» DOCUMENT EXTRACT
* * * * * * *
Publisher: Farrar, Straus & Giroux

In that little classic, The Mind of the South, the late W.J. Cash described the underlying Southern misfortune as ""too great attachment to racial values and a tendency to justify cruelty and injustice in the name of those values."" Twenty five years later, the description still holds, though it's certainly expressively tame compared to the current stereophonic versions, everything from the jeremiads of Baldwin to jumbo confections like Hurry Sundown. Now Caldwell, who more than twenty five years past made his name with Tobacco Road et al., follows suit with a slow-winding, fault-finding journey through Lower Dixie (South Carolina, Georgia, Alabama, Mississippi, Arkansas, Louisiana). It is the same stretch where he struck artistic (and financial) pay dirt, where he grew up, and which furnished material for a somewhat similar documentary, the quite forgotten share-cropper epic of the New Deal era, You Have Seen Their Faces. In this one, nostalgia is turned on its head via a well-worn gimmick: Caldwell in an actual (and also symbolic) search for a long lost childhood buddy, the Negro Bisco. He revisits sites and mores of the past, records the monologues of the whites and blacks he spoke with, sketches in some socio-economic backdrops, and lets the depressing picture speak for itself. The Negroes are largely noble and put-upon; the whites (storekeepers, poor buckra, and Citizens Council die-hards) are so bigoted, self-deceiving or paranoid that they come off as vaudeville turns. True, Caldwell meets more enlightened whites, but the overall impression is of cracker mania. It is all fairly sharply observed.
* * * * * * *
Point annotation dataset records:
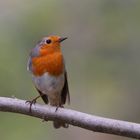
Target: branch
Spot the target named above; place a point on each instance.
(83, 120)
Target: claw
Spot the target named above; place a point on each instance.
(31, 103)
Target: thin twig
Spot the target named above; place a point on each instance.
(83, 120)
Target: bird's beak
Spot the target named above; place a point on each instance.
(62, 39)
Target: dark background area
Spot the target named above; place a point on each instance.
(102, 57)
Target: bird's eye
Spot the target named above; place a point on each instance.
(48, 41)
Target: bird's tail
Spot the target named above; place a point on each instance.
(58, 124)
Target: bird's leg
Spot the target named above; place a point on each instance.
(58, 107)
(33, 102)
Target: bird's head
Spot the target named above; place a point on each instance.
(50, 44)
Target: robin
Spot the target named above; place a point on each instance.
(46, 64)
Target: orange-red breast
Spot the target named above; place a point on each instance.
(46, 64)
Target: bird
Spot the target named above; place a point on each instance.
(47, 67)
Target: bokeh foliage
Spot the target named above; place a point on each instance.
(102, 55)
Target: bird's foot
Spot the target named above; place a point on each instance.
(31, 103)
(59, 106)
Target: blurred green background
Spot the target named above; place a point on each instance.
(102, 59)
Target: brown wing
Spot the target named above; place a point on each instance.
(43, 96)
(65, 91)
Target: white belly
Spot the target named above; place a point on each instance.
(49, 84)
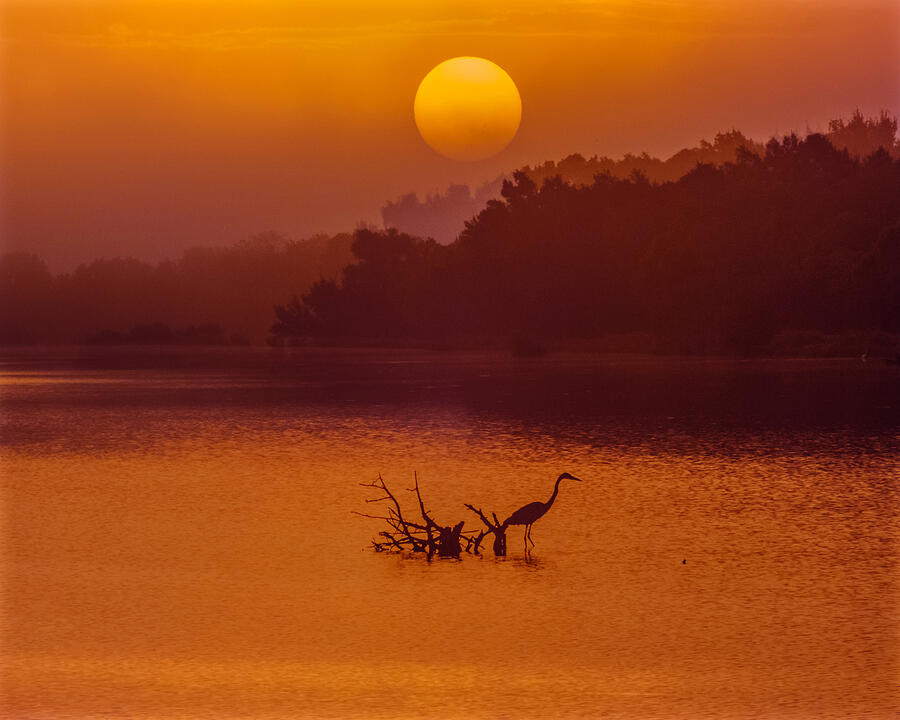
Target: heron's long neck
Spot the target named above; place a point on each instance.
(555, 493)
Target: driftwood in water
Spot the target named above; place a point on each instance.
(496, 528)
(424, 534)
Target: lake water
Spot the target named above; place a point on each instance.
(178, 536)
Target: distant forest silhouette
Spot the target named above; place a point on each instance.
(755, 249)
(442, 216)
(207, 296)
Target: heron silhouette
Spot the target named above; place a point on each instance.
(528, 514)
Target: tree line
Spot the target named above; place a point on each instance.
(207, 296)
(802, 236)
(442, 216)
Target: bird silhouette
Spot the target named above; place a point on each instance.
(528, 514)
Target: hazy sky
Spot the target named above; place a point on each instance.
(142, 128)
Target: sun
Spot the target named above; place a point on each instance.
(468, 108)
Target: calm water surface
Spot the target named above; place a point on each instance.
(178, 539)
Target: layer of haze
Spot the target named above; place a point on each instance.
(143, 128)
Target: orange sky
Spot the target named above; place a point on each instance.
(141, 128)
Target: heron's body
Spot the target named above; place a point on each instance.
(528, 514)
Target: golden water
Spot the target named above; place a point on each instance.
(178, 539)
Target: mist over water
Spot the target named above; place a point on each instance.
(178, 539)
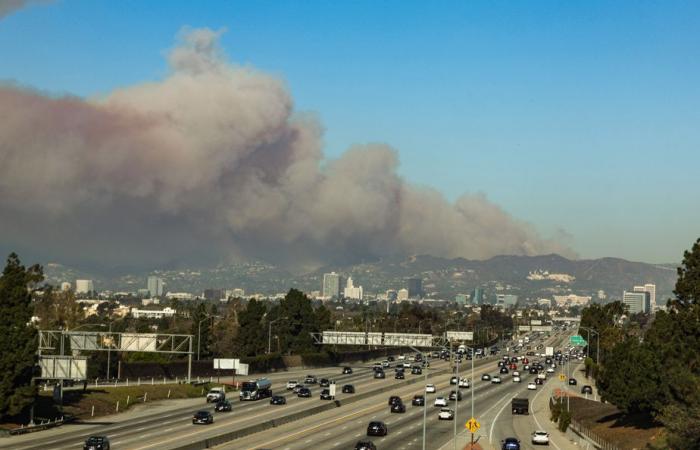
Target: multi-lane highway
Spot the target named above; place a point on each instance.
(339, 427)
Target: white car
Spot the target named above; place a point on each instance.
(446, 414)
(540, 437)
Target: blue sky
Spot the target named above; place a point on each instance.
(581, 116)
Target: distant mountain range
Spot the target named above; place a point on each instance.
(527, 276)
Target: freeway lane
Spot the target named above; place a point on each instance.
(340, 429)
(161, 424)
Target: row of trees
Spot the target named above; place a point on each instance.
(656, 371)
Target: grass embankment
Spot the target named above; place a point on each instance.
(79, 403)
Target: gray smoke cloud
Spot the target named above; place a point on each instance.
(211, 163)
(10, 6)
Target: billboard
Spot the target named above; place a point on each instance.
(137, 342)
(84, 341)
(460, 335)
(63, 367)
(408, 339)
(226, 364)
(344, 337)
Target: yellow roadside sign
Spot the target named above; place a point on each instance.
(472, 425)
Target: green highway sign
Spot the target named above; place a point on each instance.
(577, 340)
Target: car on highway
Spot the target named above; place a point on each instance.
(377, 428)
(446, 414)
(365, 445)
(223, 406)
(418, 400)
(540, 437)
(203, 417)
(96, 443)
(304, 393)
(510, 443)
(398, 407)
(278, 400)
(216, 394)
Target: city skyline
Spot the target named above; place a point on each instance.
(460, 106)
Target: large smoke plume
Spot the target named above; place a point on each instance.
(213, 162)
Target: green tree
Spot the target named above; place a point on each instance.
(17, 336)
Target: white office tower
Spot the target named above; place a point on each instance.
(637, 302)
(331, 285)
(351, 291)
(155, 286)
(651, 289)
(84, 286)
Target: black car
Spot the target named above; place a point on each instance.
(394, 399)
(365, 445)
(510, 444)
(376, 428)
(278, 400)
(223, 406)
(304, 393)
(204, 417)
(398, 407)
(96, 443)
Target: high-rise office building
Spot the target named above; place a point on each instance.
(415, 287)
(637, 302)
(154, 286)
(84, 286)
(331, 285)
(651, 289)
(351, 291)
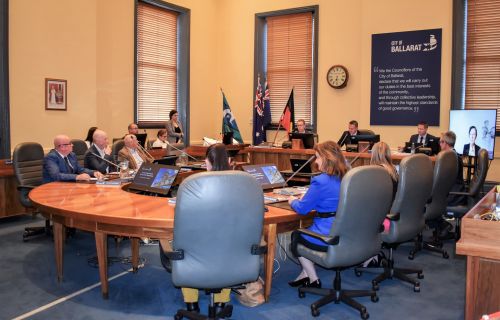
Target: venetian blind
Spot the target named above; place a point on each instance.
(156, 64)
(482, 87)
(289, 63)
* * * * * * *
» TASK DIRECTIONS
According to the book review, why do the whites in Caldwell's journey come off as vaudeville turns? Answer in one to three sentences.

» SOLUTION BELOW
The whites come off as vaudeville turns because they are so bigoted, self-deceiving or paranoid. The review names them as storekeepers, poor buckra, and Citizens Council die-hards.